[Material provided Boundary: Start]

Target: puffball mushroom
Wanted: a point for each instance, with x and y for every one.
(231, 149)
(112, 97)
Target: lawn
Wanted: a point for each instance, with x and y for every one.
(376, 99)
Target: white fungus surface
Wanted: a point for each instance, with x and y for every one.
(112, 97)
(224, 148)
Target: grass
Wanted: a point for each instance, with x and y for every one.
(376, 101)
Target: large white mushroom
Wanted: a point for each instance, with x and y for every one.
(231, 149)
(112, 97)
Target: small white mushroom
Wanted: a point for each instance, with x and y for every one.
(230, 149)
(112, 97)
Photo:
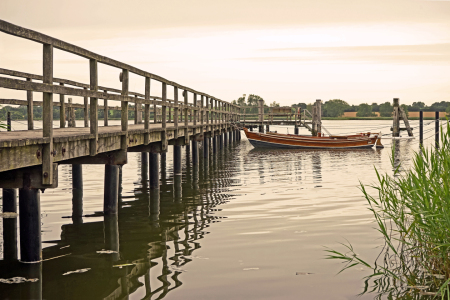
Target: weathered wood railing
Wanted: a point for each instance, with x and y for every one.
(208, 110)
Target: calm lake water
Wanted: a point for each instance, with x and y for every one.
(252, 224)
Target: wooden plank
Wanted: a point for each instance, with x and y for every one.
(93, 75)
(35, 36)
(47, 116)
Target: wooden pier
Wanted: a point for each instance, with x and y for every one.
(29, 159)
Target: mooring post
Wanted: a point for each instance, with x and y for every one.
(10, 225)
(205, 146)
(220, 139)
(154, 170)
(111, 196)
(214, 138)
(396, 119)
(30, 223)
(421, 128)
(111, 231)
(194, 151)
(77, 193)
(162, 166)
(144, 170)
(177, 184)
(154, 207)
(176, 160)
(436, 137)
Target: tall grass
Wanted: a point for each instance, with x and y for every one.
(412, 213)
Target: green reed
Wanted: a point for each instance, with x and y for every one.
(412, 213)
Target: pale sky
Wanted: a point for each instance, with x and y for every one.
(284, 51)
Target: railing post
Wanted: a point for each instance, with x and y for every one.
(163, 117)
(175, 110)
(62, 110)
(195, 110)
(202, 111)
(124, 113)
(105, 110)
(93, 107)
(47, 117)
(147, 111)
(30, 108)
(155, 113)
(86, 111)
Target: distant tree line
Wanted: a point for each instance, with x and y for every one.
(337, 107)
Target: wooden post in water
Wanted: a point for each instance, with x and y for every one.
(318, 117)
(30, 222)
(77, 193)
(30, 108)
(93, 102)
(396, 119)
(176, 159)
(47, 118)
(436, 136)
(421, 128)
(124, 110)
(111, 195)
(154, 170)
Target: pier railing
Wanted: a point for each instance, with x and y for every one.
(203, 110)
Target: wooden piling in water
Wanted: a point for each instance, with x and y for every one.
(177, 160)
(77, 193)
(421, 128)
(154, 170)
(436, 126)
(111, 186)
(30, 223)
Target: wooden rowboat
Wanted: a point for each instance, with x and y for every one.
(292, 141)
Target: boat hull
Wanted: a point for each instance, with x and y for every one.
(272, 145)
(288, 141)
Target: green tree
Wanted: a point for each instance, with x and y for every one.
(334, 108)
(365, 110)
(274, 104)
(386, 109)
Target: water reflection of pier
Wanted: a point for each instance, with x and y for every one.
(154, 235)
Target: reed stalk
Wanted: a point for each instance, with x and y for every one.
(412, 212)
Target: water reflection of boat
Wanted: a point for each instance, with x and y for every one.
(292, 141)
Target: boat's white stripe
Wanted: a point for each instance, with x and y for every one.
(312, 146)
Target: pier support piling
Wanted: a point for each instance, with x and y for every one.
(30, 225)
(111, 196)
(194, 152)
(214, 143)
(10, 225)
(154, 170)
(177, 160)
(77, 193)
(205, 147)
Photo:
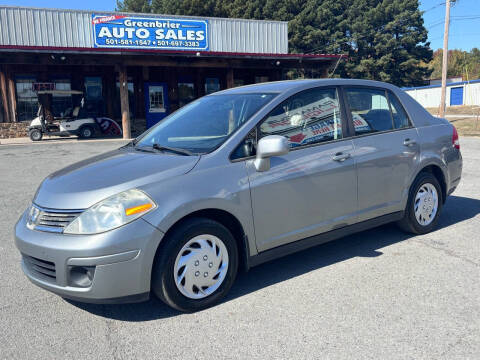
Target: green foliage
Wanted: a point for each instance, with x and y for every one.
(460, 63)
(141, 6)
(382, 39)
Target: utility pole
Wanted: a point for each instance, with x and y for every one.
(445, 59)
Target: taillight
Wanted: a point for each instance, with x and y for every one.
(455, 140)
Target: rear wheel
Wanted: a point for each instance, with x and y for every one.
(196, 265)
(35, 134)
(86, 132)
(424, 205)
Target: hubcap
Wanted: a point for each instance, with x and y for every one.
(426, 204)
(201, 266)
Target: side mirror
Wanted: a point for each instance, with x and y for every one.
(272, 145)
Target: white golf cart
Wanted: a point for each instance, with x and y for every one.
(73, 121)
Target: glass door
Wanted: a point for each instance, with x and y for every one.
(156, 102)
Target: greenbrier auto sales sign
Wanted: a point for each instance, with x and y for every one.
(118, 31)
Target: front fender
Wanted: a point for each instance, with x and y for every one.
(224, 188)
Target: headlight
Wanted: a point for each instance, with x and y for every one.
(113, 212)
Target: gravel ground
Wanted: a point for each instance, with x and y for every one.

[Material provided Boundary: End]
[Material provided Boundary: Start]

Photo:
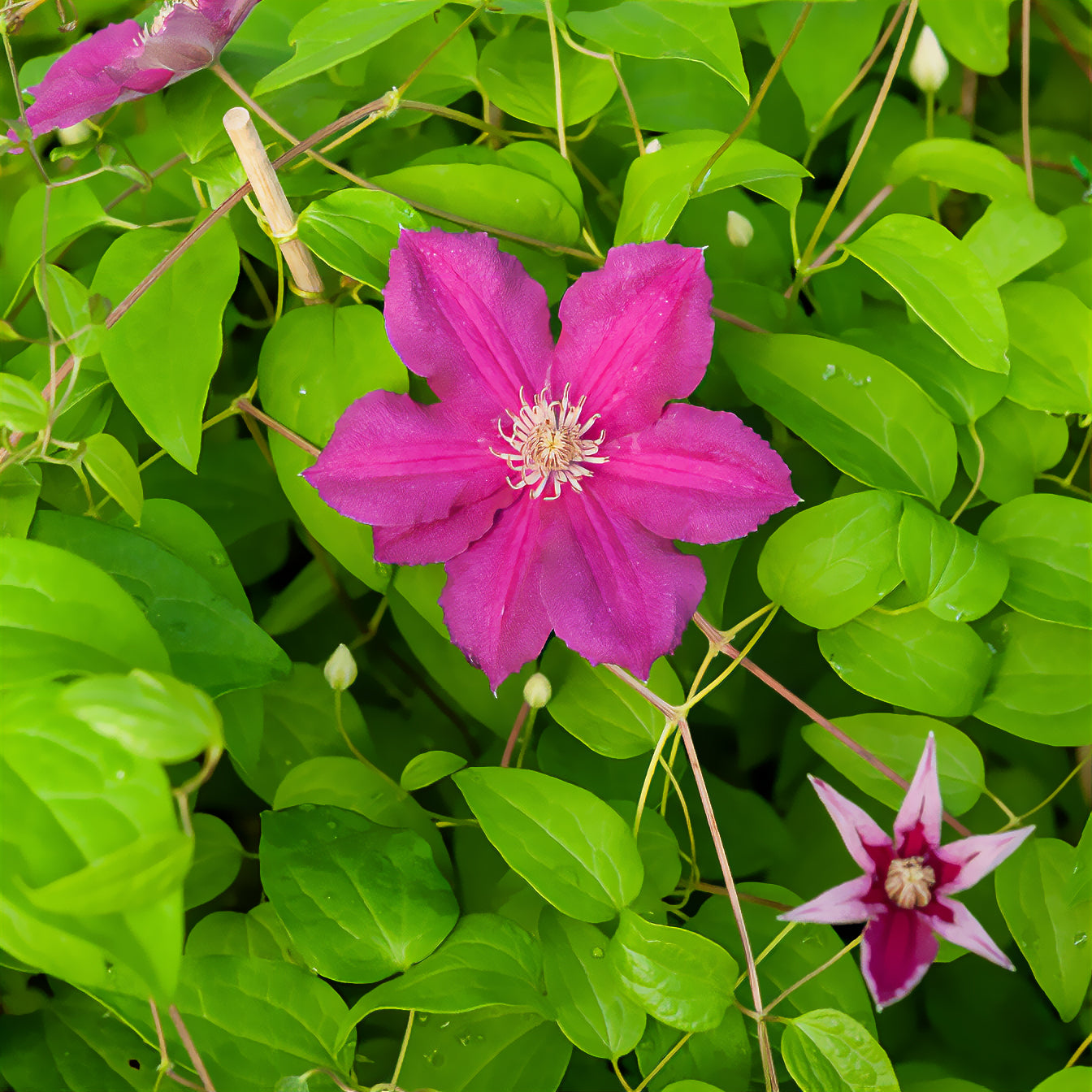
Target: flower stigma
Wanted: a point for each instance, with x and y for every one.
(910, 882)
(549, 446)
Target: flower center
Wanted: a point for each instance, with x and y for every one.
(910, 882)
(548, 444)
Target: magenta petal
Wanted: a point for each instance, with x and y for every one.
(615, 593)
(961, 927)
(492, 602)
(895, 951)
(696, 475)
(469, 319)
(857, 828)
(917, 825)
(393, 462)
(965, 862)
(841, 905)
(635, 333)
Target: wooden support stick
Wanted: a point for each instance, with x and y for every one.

[Material provided Boundary: End]

__What the exercise asks__. Using only the entries above, output the line with "Target: green tree", the line with "Target: pier support piling", and all lines between them, exactly as they stand.

__Worked solution__.
Target: green tree
Wanted: a point for each instance, with x and y for every one.
(334, 108)
(365, 110)
(274, 104)
(386, 109)
Target: water reflection of pier
Wanted: a point for each instance, with x and y for every one.
(154, 235)
Target: reed stalk
Wanted: a point for each instance, with x and y for every one.
(412, 212)
Target: water reflection of boat
Wanted: a point for each instance, with x and y for every one.
(292, 141)
Target: boat's white stripe
Wanted: a point for each instance, with x and y for every one.
(312, 146)
Target: pier support piling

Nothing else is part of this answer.